::: EXERCISE MATERIAL :::

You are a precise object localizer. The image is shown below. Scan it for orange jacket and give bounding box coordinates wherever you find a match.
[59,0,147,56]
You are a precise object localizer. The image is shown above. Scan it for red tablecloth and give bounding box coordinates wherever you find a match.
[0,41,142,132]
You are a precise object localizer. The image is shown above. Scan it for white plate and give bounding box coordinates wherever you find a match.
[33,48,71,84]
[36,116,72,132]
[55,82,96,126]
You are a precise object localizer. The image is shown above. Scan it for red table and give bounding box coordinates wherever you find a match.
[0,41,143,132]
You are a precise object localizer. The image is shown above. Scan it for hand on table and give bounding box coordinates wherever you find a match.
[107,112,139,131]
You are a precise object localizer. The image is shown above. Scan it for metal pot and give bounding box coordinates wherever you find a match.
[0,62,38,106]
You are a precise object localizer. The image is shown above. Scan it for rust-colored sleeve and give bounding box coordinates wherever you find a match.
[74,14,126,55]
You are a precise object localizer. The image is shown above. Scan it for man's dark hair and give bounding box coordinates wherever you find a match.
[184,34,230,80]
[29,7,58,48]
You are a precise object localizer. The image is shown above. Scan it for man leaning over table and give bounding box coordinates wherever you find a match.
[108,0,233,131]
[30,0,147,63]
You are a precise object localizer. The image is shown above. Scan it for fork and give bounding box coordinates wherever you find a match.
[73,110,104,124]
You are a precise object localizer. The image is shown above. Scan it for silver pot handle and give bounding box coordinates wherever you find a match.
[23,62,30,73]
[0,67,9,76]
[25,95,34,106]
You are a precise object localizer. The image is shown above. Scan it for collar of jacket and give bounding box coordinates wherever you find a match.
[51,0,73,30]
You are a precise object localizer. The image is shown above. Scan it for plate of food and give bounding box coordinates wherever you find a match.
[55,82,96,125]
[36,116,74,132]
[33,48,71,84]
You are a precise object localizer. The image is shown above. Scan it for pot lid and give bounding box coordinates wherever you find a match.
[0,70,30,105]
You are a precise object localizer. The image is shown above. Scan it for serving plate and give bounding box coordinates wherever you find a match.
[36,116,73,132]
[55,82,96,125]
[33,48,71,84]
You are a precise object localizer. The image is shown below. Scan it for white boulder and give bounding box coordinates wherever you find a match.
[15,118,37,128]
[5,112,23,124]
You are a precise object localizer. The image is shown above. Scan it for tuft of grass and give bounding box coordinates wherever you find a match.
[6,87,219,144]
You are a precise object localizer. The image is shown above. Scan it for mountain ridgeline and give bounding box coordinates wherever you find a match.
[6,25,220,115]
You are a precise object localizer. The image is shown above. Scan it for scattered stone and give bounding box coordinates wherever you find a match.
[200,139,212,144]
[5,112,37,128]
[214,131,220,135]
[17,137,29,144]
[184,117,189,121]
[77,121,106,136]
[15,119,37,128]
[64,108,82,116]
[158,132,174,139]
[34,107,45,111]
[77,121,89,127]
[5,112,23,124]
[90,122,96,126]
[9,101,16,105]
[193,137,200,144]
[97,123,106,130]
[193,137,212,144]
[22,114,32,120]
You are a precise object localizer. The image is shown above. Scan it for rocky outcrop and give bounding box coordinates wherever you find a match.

:::

# INSTRUCTIONS TO FOLLOW:
Copy the rows above without any changes, from the line with "it for serving" to the line with "[6,87,219,144]", including both of those lines.

# OUTPUT BELOW:
You are a precise object localizer. The image is shown above. Scan it for serving plate and give bounding box coordinates wherever you find a match.
[36,116,73,132]
[55,82,96,125]
[33,48,71,84]
You are a precise object localizer. The image is shown below. Scan it for white boulder and give bounding box coordinates wherever you find a match.
[15,118,37,128]
[5,112,23,124]
You are a precise object localizer. The image is shown above. Scan it for tuft of grass and give bounding box coordinates wherever you find a match.
[6,87,219,144]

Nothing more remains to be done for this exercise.